Records:
======

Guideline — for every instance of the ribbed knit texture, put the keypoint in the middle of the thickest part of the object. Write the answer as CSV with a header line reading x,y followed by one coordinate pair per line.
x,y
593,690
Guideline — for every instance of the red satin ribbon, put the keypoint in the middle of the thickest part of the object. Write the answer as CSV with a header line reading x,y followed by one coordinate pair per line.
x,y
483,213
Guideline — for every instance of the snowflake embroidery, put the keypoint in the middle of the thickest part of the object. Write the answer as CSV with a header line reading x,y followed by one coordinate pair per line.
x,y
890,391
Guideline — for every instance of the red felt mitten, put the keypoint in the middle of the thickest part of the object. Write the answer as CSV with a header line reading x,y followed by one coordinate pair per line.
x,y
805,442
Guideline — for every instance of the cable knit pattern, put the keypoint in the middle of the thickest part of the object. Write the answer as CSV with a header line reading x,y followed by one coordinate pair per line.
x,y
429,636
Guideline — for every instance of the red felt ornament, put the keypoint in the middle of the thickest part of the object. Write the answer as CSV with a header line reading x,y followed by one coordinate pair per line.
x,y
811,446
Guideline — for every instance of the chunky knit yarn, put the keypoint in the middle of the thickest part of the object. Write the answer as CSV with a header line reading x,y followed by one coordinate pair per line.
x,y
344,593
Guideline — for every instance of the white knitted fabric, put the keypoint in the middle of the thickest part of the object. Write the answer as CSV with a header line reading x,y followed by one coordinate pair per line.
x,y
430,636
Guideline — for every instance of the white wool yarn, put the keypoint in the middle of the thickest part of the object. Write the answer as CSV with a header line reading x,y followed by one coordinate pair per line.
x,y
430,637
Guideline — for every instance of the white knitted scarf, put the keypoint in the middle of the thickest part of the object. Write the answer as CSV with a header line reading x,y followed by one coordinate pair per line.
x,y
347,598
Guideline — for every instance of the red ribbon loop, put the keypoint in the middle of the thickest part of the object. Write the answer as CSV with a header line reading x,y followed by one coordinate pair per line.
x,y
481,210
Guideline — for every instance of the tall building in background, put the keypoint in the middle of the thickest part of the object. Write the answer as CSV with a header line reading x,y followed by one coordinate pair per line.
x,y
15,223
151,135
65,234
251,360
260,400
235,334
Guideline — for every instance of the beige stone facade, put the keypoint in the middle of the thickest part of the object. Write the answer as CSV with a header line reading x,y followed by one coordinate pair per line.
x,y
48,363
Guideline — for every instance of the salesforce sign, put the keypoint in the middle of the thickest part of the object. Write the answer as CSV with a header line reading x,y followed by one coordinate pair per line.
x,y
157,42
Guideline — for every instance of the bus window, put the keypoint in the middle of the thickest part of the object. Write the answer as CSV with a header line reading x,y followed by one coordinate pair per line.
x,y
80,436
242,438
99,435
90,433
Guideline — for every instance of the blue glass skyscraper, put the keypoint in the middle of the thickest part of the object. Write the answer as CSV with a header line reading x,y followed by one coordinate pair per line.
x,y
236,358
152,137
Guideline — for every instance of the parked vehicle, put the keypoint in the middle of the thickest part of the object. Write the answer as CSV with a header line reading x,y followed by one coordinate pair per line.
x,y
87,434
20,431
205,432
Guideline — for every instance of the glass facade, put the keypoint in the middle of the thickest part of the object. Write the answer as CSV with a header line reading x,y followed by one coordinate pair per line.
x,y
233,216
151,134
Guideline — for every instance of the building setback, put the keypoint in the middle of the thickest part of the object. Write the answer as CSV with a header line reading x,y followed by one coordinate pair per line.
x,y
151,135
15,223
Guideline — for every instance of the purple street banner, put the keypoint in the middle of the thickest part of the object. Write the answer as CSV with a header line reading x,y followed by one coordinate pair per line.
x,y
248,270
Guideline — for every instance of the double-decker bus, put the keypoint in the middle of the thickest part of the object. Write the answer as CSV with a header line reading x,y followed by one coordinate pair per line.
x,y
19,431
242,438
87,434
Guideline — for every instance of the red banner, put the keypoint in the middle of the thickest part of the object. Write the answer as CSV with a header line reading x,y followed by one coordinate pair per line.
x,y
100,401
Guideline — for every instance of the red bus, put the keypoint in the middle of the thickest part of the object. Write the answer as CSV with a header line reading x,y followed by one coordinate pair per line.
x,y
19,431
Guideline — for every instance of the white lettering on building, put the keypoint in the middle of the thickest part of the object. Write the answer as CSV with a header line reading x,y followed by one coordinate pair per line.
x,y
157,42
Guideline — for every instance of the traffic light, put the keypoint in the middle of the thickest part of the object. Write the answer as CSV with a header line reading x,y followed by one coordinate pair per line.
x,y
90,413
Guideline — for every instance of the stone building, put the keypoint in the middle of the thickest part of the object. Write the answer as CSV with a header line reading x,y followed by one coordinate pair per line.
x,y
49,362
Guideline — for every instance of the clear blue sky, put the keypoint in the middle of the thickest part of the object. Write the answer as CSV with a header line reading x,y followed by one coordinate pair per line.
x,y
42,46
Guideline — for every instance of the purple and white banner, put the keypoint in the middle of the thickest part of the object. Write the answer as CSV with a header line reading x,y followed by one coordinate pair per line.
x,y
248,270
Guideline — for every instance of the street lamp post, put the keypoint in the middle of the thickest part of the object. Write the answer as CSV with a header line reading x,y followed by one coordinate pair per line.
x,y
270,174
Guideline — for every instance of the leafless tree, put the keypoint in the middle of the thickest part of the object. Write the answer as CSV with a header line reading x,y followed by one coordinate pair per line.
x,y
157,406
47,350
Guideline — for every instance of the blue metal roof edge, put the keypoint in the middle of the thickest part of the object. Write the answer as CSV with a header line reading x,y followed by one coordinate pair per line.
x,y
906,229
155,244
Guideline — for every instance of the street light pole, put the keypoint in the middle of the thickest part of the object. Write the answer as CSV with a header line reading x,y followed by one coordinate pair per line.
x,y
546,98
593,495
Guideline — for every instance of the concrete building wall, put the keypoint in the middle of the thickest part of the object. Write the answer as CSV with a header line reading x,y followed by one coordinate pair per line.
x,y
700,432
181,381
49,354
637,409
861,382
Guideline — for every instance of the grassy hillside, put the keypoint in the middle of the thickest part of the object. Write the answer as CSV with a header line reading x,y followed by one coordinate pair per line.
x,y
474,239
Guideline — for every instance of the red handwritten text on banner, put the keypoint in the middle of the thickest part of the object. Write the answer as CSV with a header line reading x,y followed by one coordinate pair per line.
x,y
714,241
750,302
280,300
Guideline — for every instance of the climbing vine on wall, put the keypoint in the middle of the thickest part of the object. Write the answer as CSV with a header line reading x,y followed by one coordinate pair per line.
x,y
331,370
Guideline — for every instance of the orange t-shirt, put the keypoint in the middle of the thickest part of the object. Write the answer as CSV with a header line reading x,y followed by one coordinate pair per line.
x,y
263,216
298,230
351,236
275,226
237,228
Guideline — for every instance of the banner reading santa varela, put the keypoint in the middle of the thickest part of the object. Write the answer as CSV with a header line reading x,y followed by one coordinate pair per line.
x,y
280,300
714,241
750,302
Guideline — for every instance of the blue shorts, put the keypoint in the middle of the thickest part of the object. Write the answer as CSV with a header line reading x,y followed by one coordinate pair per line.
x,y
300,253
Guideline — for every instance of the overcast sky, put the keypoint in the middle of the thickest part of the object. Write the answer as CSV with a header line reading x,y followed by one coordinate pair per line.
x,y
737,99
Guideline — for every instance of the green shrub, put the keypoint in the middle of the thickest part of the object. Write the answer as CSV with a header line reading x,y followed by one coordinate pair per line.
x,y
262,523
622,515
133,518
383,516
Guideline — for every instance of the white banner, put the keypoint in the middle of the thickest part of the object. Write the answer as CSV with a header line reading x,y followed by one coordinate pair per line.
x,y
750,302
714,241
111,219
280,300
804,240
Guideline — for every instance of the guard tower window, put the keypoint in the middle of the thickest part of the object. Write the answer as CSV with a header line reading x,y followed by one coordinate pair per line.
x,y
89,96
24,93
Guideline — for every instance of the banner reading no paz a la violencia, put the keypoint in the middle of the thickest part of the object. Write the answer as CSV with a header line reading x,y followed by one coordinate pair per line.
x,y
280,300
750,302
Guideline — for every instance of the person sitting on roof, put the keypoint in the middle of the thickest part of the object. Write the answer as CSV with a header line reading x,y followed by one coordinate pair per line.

======

What you have to do: Return, word for word, each line from the line that contains "Guideline — for every instance of the guard" to the end of the listing above; include both end lines and nothing else.

Expected answer:
Guideline — for every instance of the guard tower window, put the keypoint in the middle of the thickest part of the object. Write the answer as CSV with a header line reading x,y followed by one coordinate pair per line.
x,y
89,96
24,93
Guideline — for every instance of the banner reading no paz a la violencia, put the keypoint in the middle of the thickest part of the object. Write the answer as CSV with a header line reading x,y followed by one coordinate pair per line.
x,y
280,300
750,302
Guideline — for every instance of the person sitting on roof, put the keypoint in the middle of the thickest part of the object. Write the answer as CSV with a header line reading x,y followed by one coordinate pair per line.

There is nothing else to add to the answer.